* Set task
Convert every line of the data below into a numbered list, omitting any blank lines.

* Input material
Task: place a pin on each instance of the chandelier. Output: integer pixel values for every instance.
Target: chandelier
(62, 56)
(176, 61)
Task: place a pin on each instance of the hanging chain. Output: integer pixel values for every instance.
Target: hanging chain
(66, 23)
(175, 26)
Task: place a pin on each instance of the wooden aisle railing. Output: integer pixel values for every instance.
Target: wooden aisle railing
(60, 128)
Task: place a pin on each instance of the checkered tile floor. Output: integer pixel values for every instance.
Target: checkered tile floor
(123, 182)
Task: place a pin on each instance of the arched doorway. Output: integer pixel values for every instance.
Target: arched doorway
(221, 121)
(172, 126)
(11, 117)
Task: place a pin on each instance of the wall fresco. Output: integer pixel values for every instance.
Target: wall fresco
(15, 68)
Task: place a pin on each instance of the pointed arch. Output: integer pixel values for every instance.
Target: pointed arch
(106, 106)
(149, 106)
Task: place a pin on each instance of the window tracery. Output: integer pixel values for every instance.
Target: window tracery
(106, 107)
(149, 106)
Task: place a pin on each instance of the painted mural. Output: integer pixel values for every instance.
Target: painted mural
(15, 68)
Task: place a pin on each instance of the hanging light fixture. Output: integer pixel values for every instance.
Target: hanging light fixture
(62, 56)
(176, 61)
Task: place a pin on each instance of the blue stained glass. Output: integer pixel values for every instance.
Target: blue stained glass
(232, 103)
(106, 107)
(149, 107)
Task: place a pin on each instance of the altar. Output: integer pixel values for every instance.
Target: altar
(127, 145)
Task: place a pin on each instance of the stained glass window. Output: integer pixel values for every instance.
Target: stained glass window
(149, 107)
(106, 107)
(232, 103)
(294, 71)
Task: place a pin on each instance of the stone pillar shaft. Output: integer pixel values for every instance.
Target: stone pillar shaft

* Solution to this exercise
1. Task: place a pin on each instance of the chandelier. Output: integer pixel values for every instance.
2. Target: chandelier
3. (62, 56)
4. (176, 61)
5. Task: place a pin on each instance of the hanging chain. Output: integer pixel values for every instance.
6. Target: hanging chain
7. (66, 23)
8. (175, 26)
9. Task: place a pin on each instance of the wooden aisle railing. Output: integer pixel values for every instance.
10. Target: wooden aisle railing
11. (60, 128)
12. Task: place a pin on each instance of the checkered tile floor. Output: integer pixel values for every instance.
13. Target: checkered tile floor
14. (123, 182)
15. Task: place a pin on each instance of the arched doorway. Output: integer pixel values for every instance.
16. Target: arched doorway
17. (221, 121)
18. (172, 126)
19. (11, 117)
20. Task: place a pin on each instance of the wall fresco. Output: integer pixel values for every instance.
21. Target: wall fresco
22. (15, 68)
23. Task: place a pin on each instance of the pointed arch. Output: integer pixel values for every instance.
24. Target: pointed arch
25. (106, 106)
26. (149, 106)
27. Task: place a pin on each instance of the window tracery. Output: integer pixel values for every instance.
28. Target: window tracery
29. (106, 107)
30. (149, 106)
31. Task: place a pin on each instance of the painted mural. Output: integer pixel values for every instance.
32. Target: painted mural
33. (15, 68)
34. Task: place a pin on each instance of the hanging light fixture. Output: integer pixel values for every instance.
35. Target: hanging light fixture
36. (62, 56)
37. (176, 61)
38. Task: place a pin on each instance of the blue stained glass. Output: integer pixel values for every instance.
39. Target: blue stained glass
40. (232, 103)
41. (106, 107)
42. (149, 107)
43. Task: place a pin on each instance of the altar. Output: integer pixel values for every instance.
44. Target: altar
45. (127, 145)
46. Task: place a pin on each instance of the stained glass window. Output: integer pixel values for every instance.
47. Target: stained glass window
48. (149, 107)
49. (106, 107)
50. (232, 103)
51. (294, 71)
52. Task: place a pin on each instance of the stone pillar shaft. Output: integer pixel values for every instance.
53. Target: stone pillar shaft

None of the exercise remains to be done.